[Coordinate annotation records]
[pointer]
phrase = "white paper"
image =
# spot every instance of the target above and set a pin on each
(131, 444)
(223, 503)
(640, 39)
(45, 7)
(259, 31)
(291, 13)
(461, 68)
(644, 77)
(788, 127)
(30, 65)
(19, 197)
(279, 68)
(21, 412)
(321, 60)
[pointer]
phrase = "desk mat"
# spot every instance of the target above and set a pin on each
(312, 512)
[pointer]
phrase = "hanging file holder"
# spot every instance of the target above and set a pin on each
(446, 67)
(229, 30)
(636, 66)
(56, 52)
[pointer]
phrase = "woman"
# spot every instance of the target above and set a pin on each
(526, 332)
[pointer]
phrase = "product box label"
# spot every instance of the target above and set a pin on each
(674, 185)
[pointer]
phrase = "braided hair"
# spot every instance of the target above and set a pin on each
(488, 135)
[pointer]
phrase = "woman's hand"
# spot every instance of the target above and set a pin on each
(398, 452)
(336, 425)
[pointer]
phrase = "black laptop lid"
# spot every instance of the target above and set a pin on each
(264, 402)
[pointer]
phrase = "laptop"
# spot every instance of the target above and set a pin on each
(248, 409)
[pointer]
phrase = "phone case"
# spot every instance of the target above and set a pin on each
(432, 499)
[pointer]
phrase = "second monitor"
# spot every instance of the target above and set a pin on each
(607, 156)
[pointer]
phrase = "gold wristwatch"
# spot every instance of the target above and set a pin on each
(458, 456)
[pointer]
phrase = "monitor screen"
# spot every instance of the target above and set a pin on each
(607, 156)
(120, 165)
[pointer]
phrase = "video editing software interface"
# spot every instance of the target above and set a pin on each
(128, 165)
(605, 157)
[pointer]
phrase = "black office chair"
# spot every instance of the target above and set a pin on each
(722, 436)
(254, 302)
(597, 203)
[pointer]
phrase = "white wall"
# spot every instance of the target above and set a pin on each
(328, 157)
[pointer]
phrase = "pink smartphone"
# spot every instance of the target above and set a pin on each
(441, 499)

--- Work to do ---
Print the records once more, exactly as they were given.

--- Exercise response ---
[pointer]
phrase = "white paper"
image =
# spot every instance of the target above and set a pin on each
(131, 444)
(223, 503)
(640, 39)
(45, 7)
(259, 31)
(291, 13)
(461, 68)
(644, 77)
(788, 127)
(30, 65)
(19, 197)
(279, 68)
(21, 412)
(321, 60)
[pointer]
phrase = "desk mat"
# spot every instance of the target above and set a pin on each
(312, 512)
[pointer]
phrase = "hanging file holder"
# spot every instance of the target above and set a pin on each
(446, 67)
(229, 30)
(636, 66)
(56, 52)
[pointer]
phrase = "woman"
# spot every instance of the target above and set a pin on each
(526, 332)
[pointer]
phrase = "product box label"
# spot every instance of the target above and set a pin on each
(674, 185)
[pointer]
phrase = "braided hair"
# spot every instance of the target above and set a pin on each
(488, 135)
[pointer]
phrase = "woman's hand"
# spot every instance of the target above and set a pin on each
(398, 452)
(336, 425)
[pointer]
phrase = "black laptop lid"
# spot every instance of the target above and set a pin on each
(264, 402)
[pointer]
phrase = "laptop"
# spot every instance of the target above and set a pin on each
(248, 409)
[pointer]
phrase = "phone case"
# spot every instance of the target above and set a pin on each
(432, 499)
[pointer]
phrase = "second monitor"
# spot every instance of the target above and set a pin on each
(607, 156)
[pointer]
phrase = "gold wristwatch"
# spot every instance of the target above and set a pin on each
(458, 456)
[pointer]
phrase = "monitor screen"
# spot every instance of the target above and set a pin on each
(607, 156)
(120, 165)
[pointer]
phrase = "video editing software interface"
# spot every instance of the target above and set a pin on each
(128, 165)
(605, 157)
[pointer]
phrase = "black office chair"
# spot every instance of the target above and set a pin on each
(722, 436)
(254, 302)
(597, 203)
[pointer]
phrase = "white wall"
# spot every instance of the target above and set a pin on each
(328, 157)
[pointer]
phrase = "pink smartphone"
# spot every instance of the target above and set a pin on each
(441, 499)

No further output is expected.